Rows from a pointing dataset:
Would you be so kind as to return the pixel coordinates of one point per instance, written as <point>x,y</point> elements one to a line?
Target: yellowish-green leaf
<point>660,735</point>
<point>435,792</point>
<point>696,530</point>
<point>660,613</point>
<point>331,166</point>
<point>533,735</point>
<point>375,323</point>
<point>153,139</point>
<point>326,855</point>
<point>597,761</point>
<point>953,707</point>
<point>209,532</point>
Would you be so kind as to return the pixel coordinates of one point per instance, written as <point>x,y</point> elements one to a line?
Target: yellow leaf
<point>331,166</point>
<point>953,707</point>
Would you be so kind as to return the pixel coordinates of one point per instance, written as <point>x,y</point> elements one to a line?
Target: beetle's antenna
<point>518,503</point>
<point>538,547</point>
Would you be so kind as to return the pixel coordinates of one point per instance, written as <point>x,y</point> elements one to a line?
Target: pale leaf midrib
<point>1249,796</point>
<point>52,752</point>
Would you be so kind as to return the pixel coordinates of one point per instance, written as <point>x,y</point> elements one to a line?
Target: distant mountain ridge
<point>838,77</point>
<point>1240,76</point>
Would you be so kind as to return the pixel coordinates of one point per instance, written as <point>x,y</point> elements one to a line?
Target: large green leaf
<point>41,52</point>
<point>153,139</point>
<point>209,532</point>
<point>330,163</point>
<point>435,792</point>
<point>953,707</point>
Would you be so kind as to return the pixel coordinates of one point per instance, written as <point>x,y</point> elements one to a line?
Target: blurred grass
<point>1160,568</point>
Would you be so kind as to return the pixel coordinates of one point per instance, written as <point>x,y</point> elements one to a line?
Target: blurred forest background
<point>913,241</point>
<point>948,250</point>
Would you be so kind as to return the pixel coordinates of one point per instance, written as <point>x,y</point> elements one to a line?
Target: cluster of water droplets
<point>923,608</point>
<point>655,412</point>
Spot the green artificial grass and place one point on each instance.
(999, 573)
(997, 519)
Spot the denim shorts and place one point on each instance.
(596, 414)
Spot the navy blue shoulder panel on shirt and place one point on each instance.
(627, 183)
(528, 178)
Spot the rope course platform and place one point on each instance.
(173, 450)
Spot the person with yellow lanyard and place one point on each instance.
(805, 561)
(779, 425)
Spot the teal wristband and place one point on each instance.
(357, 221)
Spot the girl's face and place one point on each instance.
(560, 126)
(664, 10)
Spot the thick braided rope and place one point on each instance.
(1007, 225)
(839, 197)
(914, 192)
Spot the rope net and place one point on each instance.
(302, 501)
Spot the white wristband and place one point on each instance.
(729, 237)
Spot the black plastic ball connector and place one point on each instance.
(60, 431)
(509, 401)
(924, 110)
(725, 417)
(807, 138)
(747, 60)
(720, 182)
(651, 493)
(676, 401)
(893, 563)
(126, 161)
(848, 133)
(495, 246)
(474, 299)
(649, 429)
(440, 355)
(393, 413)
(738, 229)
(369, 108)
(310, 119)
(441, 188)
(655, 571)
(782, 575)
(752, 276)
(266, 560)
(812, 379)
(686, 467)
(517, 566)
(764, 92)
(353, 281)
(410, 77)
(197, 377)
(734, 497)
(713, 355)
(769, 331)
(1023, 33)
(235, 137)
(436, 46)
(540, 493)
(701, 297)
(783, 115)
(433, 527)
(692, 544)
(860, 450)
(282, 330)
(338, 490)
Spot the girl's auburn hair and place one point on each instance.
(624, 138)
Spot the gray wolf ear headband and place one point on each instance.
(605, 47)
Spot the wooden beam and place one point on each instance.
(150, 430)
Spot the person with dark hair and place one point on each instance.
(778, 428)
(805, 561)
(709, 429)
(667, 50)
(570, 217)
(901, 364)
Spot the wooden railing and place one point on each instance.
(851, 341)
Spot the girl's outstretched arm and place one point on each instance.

Stated exercise:
Can you copy every one of the entries above word for word, keeping each line as it appears?

The reply:
Would you be so kind as to return the pixel coordinates of one point per instance, written as <point>x,y</point> elements one to a line?
Target: yellowish-green leaf
<point>660,735</point>
<point>435,792</point>
<point>696,530</point>
<point>660,613</point>
<point>331,166</point>
<point>533,735</point>
<point>375,323</point>
<point>153,139</point>
<point>326,855</point>
<point>597,761</point>
<point>953,707</point>
<point>209,532</point>
Would you be so kind as to return the pixel coordinates of one point per instance, written as <point>x,y</point> elements one to a line?
Target: yellow leaf
<point>331,166</point>
<point>953,707</point>
Would you be so kind as to return the pixel coordinates of one point per instance, written as <point>x,y</point> elements one to a line?
Target: beetle's antenna
<point>518,503</point>
<point>538,547</point>
Would you be so kind as to return the pixel coordinates of one point per instance, written as <point>x,y</point> elements one to a line?
Target: pale leaf midrib
<point>1249,796</point>
<point>52,752</point>
Would you be so kind as to return the pixel coordinates of one point per instance, written as <point>x,y</point> elements one to a line?
Target: distant mountain ridge
<point>838,77</point>
<point>1240,76</point>
Would you be so kind as to return the pixel coordinates of one point per instance, written as <point>x,y</point> elements one to a line?
Target: large green leaf
<point>41,52</point>
<point>153,139</point>
<point>209,532</point>
<point>330,163</point>
<point>435,792</point>
<point>953,707</point>
Would you be so kind as to return the pixel coordinates of one point per instance, written as <point>x,y</point> elements one to a line?
Target: blurred grass
<point>1160,568</point>
Would you be so kind as to return the pixel coordinates of one point per instance, written as <point>x,y</point> elements one to a line?
Target: blurred forest background
<point>913,241</point>
<point>948,250</point>
Would you be so kind as to return the pixel coordinates of one point per instance, written as <point>x,y</point> elements one to a line?
Target: cluster of water droplets
<point>923,608</point>
<point>655,412</point>
Spot the green artificial grass and place one point on each instance.
(999, 573)
(997, 519)
Spot the denim shorts and place one point on each instance.
(596, 414)
Spot the navy blue shoulder panel on shirt and place one point on each instance.
(627, 183)
(528, 178)
Spot the rope course platform and place one point on each instance.
(173, 450)
Spot the person with yellow lanyard and place one point on each instance.
(805, 561)
(779, 425)
Spot the teal wristband and place one point on each instance.
(357, 221)
Spot the girl's face and place one point on each instance.
(560, 126)
(664, 10)
Spot the thick braided rope and place one point on each instance.
(1007, 225)
(839, 197)
(914, 192)
Spot the rope net and place one point on each instance.
(302, 501)
Spot the white wristband and place one point on each instance.
(729, 237)
Spot the black plastic ball connector and place one point on each instance.
(60, 431)
(509, 401)
(924, 110)
(725, 417)
(807, 138)
(747, 60)
(720, 182)
(651, 493)
(676, 401)
(893, 563)
(126, 161)
(848, 133)
(495, 246)
(474, 299)
(649, 429)
(440, 355)
(393, 413)
(738, 229)
(369, 108)
(310, 119)
(441, 188)
(655, 571)
(782, 575)
(752, 276)
(266, 560)
(812, 379)
(686, 467)
(517, 566)
(764, 92)
(353, 281)
(410, 77)
(197, 377)
(734, 497)
(713, 355)
(769, 331)
(1023, 33)
(235, 137)
(436, 46)
(540, 493)
(701, 297)
(783, 115)
(433, 527)
(692, 544)
(860, 450)
(282, 330)
(338, 490)
Spot the girl's auburn hair and place one point on each instance.
(624, 138)
Spot the gray wolf ear headband and place one point on each instance.
(605, 47)
Spot the wooden beam and place one point on each instance.
(150, 430)
Spot the person with dark hair and place one point on each instance.
(778, 428)
(805, 561)
(709, 429)
(667, 50)
(570, 217)
(901, 364)
Spot the wooden railing and place one point on each instance.
(851, 341)
Spot the girl's outstretched arm and place one point on each instance.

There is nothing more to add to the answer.